-- WRITTEN REQUEST 1 --
Set down the stretch of the personal essay about leaving Oahu from "We packed all" through "apartment in Bothell.", copying it word for word.

-- PAGE EXTRACT --
####################
Frozen Sand

October 3, 2008
When I close my eyes, I can still see it. The rounded white plumarias dashed with a soft, yellow center were hung in the deep blue Hawaiian sky, strung up like a giant lei over thick, sturdy branches. Closer to the beach, a circle of maybe a dozen palm trees within a fingertips reach surround me, and smooth white sand tickles my toes. The sand darkens with the tide and lightens again as the cool, frothy water pulls it in and out, back and forth, on and on until the sun sets and the sky turns purple. I loved our sunny home on Oahu. I couldn’t imagine why we had to leave it behind.

I was six years old and halfway through kindergarten when my family was relocated to Washington State. My father’s one true love in life was his job in the Navy as a Nuclear Engineer. He was to be stationed on the USS Abraham Lincoln. I can still remember what the massive ship looked like; ominous and gray, taller than five palm trees and about three times as long with metal sticking out every which-way. To me, it looked like a death-trap on water, but to my dad, it meant so much more.

We packed all our things and shipped them off, then caught a plane to Seattle, Washington. I left behind so much, including our family dog, leaving her with some friendly people; I can barely recall. My family was immediately greeted by rain, instead of being leid, as we stepped off the plane- something they had always done, at least in Honolulu, for the tourists. Although we discovered nearly half of our possessions missing, we finally made it to our dank, musty apartment in Bothell.

That first day in the apartment was pretty much like camping. We rolled out our sleeping bags on the living room floor, since our beds hadn’t arrived yet. It was still pretty light out, so I asked my mom if I could play outside. “Muh,” I pulled on her sleeve. I was a quiet child, for the most part, and too lazy to even say my mothers full name. “Muh,” I repeated, “can I go outside?”

Her expression was dull and occupied. “No, it’s too cold.” I gaped, stunned. Too cold? I had never been cold in my life, except when the air conditioning was turned way up.

I found out later that she was right. When I enrolled in school, oftentimes they wouldn’t let the children out for recess just because of a little rain. Rain! Not to mention I pretty much always needed a sweater now. Life wasn’t supposed to be about sweaters and rain! It was about lying in the warm afternoon sun as it shone through the window, feeling sticky mud creep up under your toes, the bliss of dirt underfoot as you ignore your perfectly good tennis shoes, letting the ocean wash away all your worries with its salty licks of water. Sweaters were unnecessary, and rain? Why, rain was no cold killer, but a joy, for the coolness of it; something you could dance in, and create things from the mud it spawned. Rain was something to celebrate. It made the grass green, instead of its usual dried-out yellow. It made you want to play outside.

However, all too often, I found myself sitting under the cover of the concrete walkway, shivering, wet and cold, all the time wondering where all the palm trees had gone.

I kept on moping in silence, until one day, when it all froze. The puddles became ice, the dew became frost, and even the rain that normally pelted the ground became… something else entirely. Something I had only read about in books, or seen upon a mountain in the winter, or on television, but never touched or tasted, personally.
####################
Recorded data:
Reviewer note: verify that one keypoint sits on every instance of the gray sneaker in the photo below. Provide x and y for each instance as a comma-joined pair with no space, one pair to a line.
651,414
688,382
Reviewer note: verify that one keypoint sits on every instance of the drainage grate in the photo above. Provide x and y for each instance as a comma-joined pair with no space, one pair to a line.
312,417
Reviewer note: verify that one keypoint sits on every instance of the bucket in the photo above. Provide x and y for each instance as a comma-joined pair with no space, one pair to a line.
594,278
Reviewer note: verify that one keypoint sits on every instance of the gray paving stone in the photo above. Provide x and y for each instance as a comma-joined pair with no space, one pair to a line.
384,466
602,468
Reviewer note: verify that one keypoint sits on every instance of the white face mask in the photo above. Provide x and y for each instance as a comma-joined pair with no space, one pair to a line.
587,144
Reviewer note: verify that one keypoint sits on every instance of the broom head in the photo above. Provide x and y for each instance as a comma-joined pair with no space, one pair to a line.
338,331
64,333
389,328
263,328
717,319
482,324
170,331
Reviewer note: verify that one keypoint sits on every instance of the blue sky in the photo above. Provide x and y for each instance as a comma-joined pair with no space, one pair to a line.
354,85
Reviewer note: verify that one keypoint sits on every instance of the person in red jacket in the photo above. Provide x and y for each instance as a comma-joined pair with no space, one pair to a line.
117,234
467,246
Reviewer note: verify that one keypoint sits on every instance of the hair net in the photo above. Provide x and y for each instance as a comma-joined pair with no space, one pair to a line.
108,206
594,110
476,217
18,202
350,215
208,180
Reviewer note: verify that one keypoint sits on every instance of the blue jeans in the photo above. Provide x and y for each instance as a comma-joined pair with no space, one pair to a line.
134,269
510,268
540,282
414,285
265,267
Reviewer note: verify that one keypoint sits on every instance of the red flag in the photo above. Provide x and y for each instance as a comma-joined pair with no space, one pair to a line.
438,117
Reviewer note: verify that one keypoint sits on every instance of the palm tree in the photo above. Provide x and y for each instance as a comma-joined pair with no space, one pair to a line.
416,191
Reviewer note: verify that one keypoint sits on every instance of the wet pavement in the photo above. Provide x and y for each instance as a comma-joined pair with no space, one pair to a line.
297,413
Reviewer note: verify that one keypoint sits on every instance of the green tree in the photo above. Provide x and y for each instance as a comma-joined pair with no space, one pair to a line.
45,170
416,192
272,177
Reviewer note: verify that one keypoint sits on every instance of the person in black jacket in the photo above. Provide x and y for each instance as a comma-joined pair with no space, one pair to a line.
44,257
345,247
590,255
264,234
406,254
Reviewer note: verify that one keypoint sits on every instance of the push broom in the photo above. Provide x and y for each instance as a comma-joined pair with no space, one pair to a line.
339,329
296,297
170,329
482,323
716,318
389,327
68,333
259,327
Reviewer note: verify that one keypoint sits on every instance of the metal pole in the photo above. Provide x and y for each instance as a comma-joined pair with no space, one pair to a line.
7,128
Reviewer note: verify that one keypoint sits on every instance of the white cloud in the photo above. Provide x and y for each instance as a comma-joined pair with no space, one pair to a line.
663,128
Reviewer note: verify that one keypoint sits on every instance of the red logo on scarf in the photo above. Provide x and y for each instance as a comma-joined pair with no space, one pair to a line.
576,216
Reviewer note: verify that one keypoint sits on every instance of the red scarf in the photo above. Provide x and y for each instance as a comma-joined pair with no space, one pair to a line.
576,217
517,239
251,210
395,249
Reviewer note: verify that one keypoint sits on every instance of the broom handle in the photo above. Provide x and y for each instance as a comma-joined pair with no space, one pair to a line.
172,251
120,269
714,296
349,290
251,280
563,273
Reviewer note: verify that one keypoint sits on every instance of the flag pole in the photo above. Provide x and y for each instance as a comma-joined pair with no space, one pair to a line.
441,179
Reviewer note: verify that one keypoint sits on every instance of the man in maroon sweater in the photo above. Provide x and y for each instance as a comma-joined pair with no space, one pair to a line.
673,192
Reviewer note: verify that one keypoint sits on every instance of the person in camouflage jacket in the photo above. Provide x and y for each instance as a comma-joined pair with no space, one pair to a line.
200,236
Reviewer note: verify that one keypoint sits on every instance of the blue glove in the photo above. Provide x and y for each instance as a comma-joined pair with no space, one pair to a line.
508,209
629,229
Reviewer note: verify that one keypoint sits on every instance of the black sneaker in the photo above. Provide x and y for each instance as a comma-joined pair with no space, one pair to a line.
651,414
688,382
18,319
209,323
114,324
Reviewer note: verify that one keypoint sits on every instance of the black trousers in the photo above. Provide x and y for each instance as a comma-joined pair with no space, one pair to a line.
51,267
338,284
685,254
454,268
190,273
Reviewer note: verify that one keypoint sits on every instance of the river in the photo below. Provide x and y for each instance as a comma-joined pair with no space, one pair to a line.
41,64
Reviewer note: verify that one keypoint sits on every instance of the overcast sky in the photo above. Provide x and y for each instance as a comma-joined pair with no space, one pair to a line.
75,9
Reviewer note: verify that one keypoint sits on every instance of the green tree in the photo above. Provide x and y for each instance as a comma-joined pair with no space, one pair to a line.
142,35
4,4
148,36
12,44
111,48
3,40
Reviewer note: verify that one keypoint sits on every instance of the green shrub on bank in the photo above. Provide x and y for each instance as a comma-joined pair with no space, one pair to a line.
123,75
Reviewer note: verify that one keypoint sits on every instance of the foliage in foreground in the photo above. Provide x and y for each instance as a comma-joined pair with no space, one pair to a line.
####################
-- WRITTEN REQUEST 2 --
Report every line of the rows that contains the string "below", copying each line in full. Case counts.

-- EXPECTED ANSWER 1 --
We packed all our things and shipped them off, then caught a plane to Seattle, Washington. I left behind so much, including our family dog, leaving her with some friendly people; I can barely recall. My family was immediately greeted by rain, instead of being leid, as we stepped off the plane- something they had always done, at least in Honolulu, for the tourists. Although we discovered nearly half of our possessions missing, we finally made it to our dank, musty apartment in Bothell.

-- EXPECTED ANSWER 2 --
Reviewer note: verify that one keypoint sits on every instance of the gray sneaker in the photo below. Provide x and y for each instance as a comma-joined pair with no space, one pair to a line.
Reviewer note: verify that one keypoint sits on every instance of the river in the photo below. Provide x and y for each instance as a comma-joined pair with no space, one pair to a line.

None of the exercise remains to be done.